Records for the task
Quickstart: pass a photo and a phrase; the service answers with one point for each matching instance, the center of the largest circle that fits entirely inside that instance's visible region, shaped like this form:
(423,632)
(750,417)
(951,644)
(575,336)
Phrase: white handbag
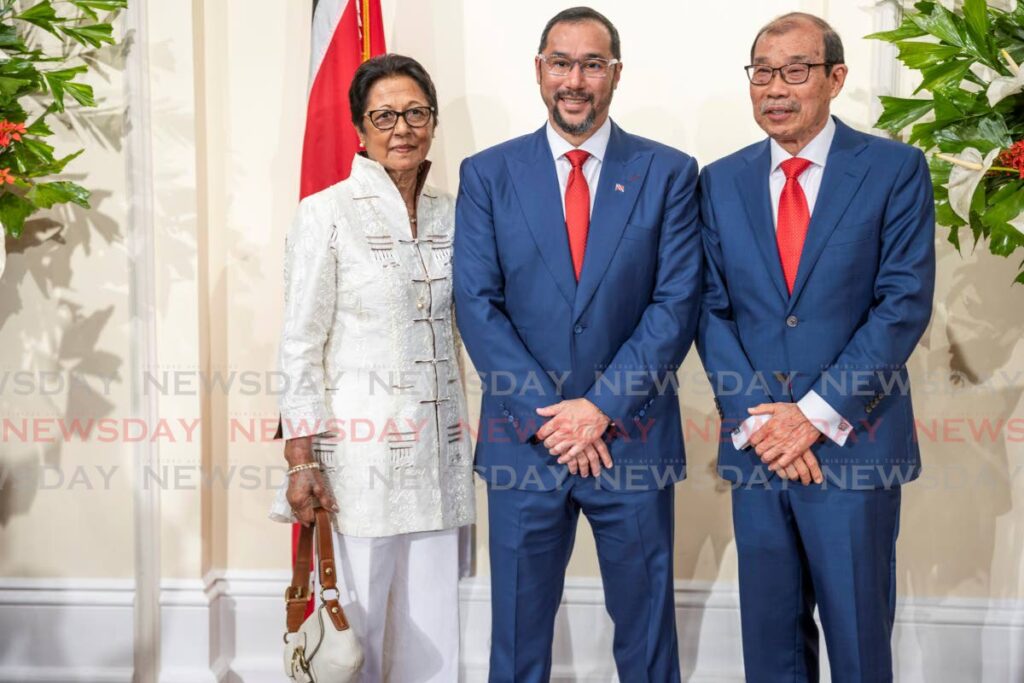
(322,648)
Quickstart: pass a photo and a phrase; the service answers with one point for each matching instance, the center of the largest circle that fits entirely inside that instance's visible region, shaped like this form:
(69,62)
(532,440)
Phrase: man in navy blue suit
(578,264)
(819,273)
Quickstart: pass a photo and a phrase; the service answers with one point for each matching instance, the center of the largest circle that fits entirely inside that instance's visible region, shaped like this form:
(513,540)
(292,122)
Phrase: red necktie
(793,219)
(577,208)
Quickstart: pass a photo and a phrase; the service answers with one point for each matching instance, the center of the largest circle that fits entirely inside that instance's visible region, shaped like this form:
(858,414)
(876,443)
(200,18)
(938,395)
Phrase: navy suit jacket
(615,338)
(861,301)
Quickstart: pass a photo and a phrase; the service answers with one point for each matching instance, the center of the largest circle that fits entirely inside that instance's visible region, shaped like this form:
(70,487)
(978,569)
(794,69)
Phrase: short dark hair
(387,66)
(786,23)
(578,14)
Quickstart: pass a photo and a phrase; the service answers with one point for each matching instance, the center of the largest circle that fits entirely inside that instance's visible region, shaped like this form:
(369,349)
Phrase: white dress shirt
(814,408)
(596,144)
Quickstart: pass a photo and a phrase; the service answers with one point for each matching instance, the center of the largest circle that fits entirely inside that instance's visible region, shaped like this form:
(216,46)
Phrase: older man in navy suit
(819,272)
(577,282)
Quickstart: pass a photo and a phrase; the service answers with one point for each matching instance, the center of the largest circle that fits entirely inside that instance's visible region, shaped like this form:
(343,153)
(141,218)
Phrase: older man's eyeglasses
(590,68)
(416,117)
(794,74)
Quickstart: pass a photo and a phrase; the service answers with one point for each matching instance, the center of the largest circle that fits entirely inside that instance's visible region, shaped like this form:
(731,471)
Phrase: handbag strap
(297,595)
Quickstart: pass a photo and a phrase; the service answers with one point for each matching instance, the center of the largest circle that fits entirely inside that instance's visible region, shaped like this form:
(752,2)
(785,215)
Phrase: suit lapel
(617,189)
(752,187)
(843,176)
(536,184)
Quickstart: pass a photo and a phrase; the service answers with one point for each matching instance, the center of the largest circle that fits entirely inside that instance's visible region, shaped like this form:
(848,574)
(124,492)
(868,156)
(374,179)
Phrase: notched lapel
(752,186)
(843,177)
(536,184)
(617,190)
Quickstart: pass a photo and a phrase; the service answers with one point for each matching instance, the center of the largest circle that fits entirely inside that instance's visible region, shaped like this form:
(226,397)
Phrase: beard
(573,128)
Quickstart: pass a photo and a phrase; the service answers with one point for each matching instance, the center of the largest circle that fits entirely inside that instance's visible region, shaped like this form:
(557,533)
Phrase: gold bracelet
(303,466)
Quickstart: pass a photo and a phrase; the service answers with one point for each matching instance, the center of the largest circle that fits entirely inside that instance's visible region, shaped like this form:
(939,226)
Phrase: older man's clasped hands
(574,434)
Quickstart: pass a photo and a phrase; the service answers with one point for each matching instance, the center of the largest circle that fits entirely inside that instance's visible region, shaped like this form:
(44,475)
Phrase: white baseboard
(226,629)
(60,631)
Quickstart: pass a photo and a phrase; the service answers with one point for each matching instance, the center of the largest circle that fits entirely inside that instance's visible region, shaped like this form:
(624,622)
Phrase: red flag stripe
(330,139)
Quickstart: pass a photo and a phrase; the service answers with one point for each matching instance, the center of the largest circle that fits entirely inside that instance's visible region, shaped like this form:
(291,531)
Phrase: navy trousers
(805,546)
(530,540)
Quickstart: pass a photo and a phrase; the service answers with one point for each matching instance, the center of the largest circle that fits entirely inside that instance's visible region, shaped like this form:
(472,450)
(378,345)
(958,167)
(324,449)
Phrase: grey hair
(786,23)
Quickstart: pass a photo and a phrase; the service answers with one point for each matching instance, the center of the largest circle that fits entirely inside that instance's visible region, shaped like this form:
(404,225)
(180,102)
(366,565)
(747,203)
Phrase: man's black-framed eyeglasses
(561,67)
(794,74)
(416,117)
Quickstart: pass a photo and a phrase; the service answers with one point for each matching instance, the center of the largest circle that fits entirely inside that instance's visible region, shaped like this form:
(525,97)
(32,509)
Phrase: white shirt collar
(815,152)
(596,144)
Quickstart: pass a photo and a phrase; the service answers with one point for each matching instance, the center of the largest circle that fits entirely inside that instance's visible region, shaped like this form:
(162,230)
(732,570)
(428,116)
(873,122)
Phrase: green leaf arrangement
(39,77)
(973,120)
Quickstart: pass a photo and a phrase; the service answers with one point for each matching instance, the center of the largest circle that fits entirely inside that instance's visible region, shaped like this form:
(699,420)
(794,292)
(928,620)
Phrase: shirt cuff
(741,434)
(824,418)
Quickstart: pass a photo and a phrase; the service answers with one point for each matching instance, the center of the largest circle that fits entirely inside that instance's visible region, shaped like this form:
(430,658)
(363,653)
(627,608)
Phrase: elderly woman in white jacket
(374,412)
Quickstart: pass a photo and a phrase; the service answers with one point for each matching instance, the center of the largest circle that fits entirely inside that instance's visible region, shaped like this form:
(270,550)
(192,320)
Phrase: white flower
(1004,86)
(969,169)
(1005,5)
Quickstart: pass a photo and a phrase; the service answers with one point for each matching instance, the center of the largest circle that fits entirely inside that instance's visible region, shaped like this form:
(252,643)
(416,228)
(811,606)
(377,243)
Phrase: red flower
(1014,157)
(10,131)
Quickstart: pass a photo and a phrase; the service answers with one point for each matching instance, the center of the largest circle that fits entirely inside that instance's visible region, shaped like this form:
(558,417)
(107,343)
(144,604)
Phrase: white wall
(226,82)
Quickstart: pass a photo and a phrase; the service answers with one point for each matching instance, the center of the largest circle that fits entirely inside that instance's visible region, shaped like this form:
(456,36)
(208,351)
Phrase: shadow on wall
(413,34)
(48,326)
(958,523)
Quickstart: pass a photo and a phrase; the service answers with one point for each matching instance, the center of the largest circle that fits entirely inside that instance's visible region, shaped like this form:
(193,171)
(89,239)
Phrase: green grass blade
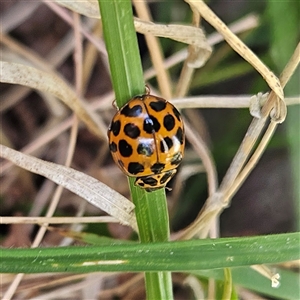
(155,257)
(127,80)
(250,279)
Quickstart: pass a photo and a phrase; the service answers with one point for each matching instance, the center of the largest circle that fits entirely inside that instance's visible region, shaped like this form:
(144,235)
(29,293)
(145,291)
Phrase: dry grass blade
(238,171)
(182,33)
(81,184)
(89,8)
(31,77)
(238,46)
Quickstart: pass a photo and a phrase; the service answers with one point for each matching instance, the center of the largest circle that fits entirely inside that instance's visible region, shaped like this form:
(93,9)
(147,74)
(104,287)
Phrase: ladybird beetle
(146,140)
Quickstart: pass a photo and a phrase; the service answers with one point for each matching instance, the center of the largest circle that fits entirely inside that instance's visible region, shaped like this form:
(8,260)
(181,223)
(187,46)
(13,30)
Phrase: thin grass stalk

What the exercise asks
Print the listing verbatim; no pictures.

Response below
Quickstart: pass a photo and a phrase; the service answers with one point for each matching instance, the center of the largest circle that fits entirely inside that instance's visible region, shaped like this form:
(423,632)
(750,417)
(951,644)
(575,336)
Phrase: white handbag
(322,648)
Quickstart: pass a photo and a phrase; the service answers with one point for each matching instance, the center of the largest circle that fits entirely inside that instance's visible region, shaped like this form:
(69,62)
(532,440)
Phrase: man in navy blue suit
(578,264)
(819,273)
Quickstart: pass a photo and a phrase; the service answers with one point for each matching instance, the center of the largest circle that fits entirely inside that instance's visible region, shaped like this form:
(513,540)
(292,122)
Phrase: red necktie
(793,219)
(577,208)
Quickstart: pass a photo and a phrase; the service answers with one point for each matching instance, the center of the largest circle that fits entirely inside that instance's visible region, shaped like this form:
(858,414)
(876,443)
(200,18)
(938,395)
Phrase: navy suit jacket
(615,338)
(861,301)
Quickstart: pass a photo and a phrase; the service answers with one point for each matching instance, the center of the largest circle that fits entirely inside that instance's visible region, shaped like this form:
(70,487)
(978,569)
(794,69)
Phrase: short dark hair
(387,66)
(786,23)
(578,14)
Quickstart: pass a photo and a phrase; the service answers with one point for each matching instance, the center of the largest circle that fits entirely inside that instance's visible region, shaped like this form:
(369,349)
Phrase: white dress shirt
(814,408)
(596,144)
Quickstart: pass a photo and a phrase; the service answers with one point for each matching instance, the center of the largest circle that fits entirely inside that instance's visible region, shaped like this form:
(216,46)
Phrase: older man in navy suit
(819,272)
(577,282)
Quickstart: pass a photo and a phrase; the service answers with one point for each matching instance, the center of the largest circle that fits entirely inside that instance's visible region, shaped like this form:
(343,153)
(141,218)
Phrase: older man's eyeglasses
(590,68)
(416,117)
(794,74)
Quickstart: pass a photo and a phrase; the service answers with one point for each matching instance, the center of the largest circle that fits entirely inside that instance's visible region, shaped like this form:
(731,471)
Phrase: handbag strap
(297,595)
Quickstart: pass a photo and a phrase; the service answers with one point for each matching instance, the center of the largest circle that fits entirely inside that instance's visible region, shaped like this form:
(752,2)
(785,215)
Phrase: suit lapel
(617,189)
(752,187)
(843,176)
(536,184)
Quickstart: pass a photo and a phrase; the service answers with one point for each matching instance, the center of the largest circle that fits entirely inside that instance's visible region, shaped like this form:
(848,574)
(124,492)
(868,156)
(374,179)
Phrase: notched lapel
(752,186)
(843,177)
(536,184)
(617,190)
Quickstart: pass a photo and a phrase; the service answers with one point for each matching instance, the center of the largest circle that fits entirely inside that instance's visible region, shaped like this form:
(226,397)
Phrase: beard
(573,128)
Quickstart: pass a photo and a phrase; the service answers with one point for each matching instance, the center of the largest circle that fits entirely inside that instance's visible region, shaped like this form:
(557,533)
Phrase: gold bracelet
(303,466)
Quickstart: pass a photo and a phrase; the service answers with one point for each matching instance, the center of the largest circle that fits entirely inside that instance's visible region, shaped like this form:
(939,226)
Phrase: older man's clasped hands
(574,434)
Quickstart: pass a photo and a phrase; the service answers with one point for each matching instance, the center of the largest circle that fits entirely inside that instance's visible region, shaped like this form:
(44,475)
Phrase: white baseboard
(226,629)
(60,631)
Quickstart: pass a photo and a phrase; the service answers with one point for each matching instance, the center of the largest circle that fits entirely inside that instance's visible region, shaped like this form:
(624,622)
Phrase: red flag stripe
(330,139)
Quickstart: pass a photo and a phrase; the service answers with one point for each matching instance, the center of the largest circle that fits entirely inside that instance's visible region, shaped like this form:
(291,531)
Phrase: navy trousers
(805,546)
(530,540)
Quickstart: pass a photo and a phrase; the service answers with one point for each matching instance, the center of the largest circle that fits entirely inside that instance's visible region, shaped like this form:
(472,450)
(378,345)
(958,167)
(324,449)
Phrase: grey hair
(786,23)
Quickstart: pass a photo and a phrase; the service answers with one point for each matching instance, the center of the largest circle that fits entirely inside that instance's visible region, shaped like this form:
(404,225)
(180,102)
(366,565)
(747,203)
Phrase: man's black-framed eyeglasses
(561,67)
(794,74)
(416,117)
Quickstart: pass a photo and a phrase; the service answers with one point for each matching instance, the center of the largest circle that fits entirely inside that instance's visible region, shaped like this form:
(525,97)
(32,509)
Phrase: white shirt collar
(815,152)
(596,144)
Quickstart: pass a photo and a phrase; the service answers with one point for each matching instance, the center of the largest circle that fits entirely inside that instance's visible region, shaped like this form:
(162,230)
(732,570)
(428,116)
(873,122)
Phrase: green leaf arrangement
(39,77)
(973,120)
Quickstart: pass a photo and a phrase; the service answers with one point for each matching instance, the center of the largest circle that fits entirely inside that instance's visible region, shaped like this form:
(699,420)
(794,292)
(928,620)
Phrase: shirt cuff
(741,434)
(824,418)
Quickstart: pass a photo and a phrase; the service answers with one point for each matching instance, the center of the largest circle that fits entirely inside that instance's visible region, shaped like this form:
(430,658)
(363,653)
(627,608)
Phrase: elderly woman in white jacket
(374,412)
Quickstart: pass a photo and a phrase; the service answers with one point for each matching instance, the center of the largest circle that fits entirely inside that instance's visible region, shaped like this form:
(270,550)
(192,320)
Phrase: white flower
(1004,86)
(969,169)
(1005,5)
Quickstart: pass a photo and a phrase; the service answers with one point for each matching instance, the center of the largest circle that fits entirely inside that instance's visible region, shaped like this form:
(252,643)
(416,228)
(811,606)
(377,243)
Phrase: red flower
(1014,157)
(10,131)
Quickstart: pass a photo and a phrase; the service answers with one point for each matching instance, the center of the largest circle that fits entirely inside that instance's visible region, shaped like this form:
(558,417)
(107,343)
(144,604)
Phrase: white wall
(226,82)
Quickstart: pass a photo and a phrase; the service answers with one point for each matching instance, the center of the largest circle that fits entirely inside that instance's visible region, shaped like this form:
(456,36)
(208,351)
Phrase: shadow on wall
(413,34)
(48,326)
(958,523)
Quickstart: pass a photo and a phrase; the service answers with one point for each matching instance, the center of the largest circle that fits entirely inside that instance's visible region, shaped like this form:
(193,171)
(89,239)
Phrase: green grass blade
(155,257)
(127,80)
(250,279)
Quickstart: pass a photo and a phrase; the service answers with one point for each matching instance, the center of the largest circle that fits entirely inside that instance's visible region, shaped like this form:
(144,235)
(29,293)
(145,291)
Phrase: dry grass blade
(238,171)
(182,33)
(81,184)
(89,8)
(31,77)
(238,46)
Quickstart: pass a photo and a phrase; the service answers with one point for each matching instance, the center of the largest circle that fits entirely inside that instance's visible region, shaped like this form:
(93,9)
(147,74)
(104,287)
Phrase: ladybird beetle
(146,140)
Quickstart: pass a photo and a phrase; the service answers with one point for each matching instance, the center of the largest circle that fits entirely inside that instance's visible region, shaped like this form:
(8,260)
(181,223)
(187,46)
(13,30)
Phrase: thin grass stalk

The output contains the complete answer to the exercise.